>> BEGIN Dataset rows
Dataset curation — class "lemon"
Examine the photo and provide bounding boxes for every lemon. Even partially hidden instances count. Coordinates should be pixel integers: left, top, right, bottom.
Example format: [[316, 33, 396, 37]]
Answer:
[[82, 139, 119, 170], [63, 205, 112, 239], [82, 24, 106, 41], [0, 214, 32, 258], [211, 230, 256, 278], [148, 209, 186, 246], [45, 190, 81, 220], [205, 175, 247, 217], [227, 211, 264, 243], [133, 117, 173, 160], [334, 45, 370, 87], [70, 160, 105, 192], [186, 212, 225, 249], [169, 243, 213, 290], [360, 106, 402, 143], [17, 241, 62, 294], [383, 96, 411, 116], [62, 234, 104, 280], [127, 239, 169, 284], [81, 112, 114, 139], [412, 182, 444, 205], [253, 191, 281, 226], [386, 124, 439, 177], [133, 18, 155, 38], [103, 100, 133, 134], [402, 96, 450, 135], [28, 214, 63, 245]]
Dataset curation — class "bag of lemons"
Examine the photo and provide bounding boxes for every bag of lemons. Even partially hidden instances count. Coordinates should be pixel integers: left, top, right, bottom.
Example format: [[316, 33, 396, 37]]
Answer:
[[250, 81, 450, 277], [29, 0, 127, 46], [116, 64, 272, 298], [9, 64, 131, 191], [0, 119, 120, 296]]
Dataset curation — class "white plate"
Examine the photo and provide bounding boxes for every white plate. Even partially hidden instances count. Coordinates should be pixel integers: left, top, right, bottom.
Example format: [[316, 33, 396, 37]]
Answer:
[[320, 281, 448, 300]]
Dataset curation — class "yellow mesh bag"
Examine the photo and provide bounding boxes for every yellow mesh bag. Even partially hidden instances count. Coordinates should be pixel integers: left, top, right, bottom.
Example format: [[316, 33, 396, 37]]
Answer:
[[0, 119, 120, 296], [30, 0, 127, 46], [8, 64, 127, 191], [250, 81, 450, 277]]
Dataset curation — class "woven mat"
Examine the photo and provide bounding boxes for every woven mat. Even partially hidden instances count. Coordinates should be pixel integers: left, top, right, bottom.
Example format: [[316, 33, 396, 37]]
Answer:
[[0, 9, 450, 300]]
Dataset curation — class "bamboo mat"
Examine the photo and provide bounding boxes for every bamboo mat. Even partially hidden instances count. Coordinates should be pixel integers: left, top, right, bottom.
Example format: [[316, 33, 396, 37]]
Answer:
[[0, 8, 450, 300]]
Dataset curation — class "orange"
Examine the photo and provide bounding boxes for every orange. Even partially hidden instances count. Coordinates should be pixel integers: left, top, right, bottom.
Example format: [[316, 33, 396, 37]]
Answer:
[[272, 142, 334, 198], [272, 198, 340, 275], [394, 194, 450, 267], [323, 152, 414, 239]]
>> END Dataset rows
>> BEGIN Dataset rows
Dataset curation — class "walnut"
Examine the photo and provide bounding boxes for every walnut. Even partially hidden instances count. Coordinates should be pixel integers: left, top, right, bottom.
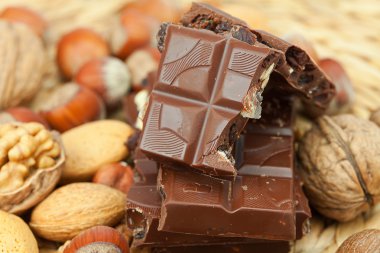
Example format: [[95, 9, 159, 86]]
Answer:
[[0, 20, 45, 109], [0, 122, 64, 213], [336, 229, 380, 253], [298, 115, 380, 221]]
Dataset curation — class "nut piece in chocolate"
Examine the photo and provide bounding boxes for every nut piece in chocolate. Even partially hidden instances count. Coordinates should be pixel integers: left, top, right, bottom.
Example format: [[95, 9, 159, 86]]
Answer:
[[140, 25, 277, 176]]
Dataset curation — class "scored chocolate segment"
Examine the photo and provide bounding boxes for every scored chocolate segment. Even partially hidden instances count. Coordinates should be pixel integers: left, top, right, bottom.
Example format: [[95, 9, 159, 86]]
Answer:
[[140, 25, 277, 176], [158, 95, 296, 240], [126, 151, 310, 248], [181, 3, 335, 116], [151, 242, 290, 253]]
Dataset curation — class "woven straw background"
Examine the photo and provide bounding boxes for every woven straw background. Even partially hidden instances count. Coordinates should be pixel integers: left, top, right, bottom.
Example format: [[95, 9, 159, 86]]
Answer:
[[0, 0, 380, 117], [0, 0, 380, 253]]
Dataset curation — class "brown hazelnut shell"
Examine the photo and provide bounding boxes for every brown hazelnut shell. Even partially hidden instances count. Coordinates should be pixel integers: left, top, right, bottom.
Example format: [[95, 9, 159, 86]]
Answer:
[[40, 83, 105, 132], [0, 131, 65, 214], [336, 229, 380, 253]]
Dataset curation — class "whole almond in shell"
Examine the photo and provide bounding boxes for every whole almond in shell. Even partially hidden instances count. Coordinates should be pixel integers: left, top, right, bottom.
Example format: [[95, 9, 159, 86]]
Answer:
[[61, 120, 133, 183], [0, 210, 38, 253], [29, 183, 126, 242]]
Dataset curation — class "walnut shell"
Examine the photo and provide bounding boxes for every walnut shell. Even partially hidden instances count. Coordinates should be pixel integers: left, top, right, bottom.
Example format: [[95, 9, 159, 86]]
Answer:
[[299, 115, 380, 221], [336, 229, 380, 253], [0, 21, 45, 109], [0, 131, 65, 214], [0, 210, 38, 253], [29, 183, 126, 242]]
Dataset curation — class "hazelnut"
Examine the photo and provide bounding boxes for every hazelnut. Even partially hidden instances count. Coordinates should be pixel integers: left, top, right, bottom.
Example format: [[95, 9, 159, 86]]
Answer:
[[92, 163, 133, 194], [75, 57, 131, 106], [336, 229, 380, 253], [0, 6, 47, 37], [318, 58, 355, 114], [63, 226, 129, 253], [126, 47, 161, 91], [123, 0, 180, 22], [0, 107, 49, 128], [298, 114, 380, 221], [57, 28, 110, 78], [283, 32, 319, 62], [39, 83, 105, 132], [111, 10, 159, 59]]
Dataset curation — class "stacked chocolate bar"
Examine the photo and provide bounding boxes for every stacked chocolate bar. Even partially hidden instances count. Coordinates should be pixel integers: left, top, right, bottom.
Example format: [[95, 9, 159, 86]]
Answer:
>> END Dataset rows
**Set problem**
Locate every line in the stored items that contains the word "brown" and copy each of those lines.

**Task result**
Dataset curation — class "brown hazelnut shell"
Examine the photo and provide bounding boxes for every brown hazelnut shell. Even partially hidden instances count. Coordinates should be pixel integers: left, top, right, bottom.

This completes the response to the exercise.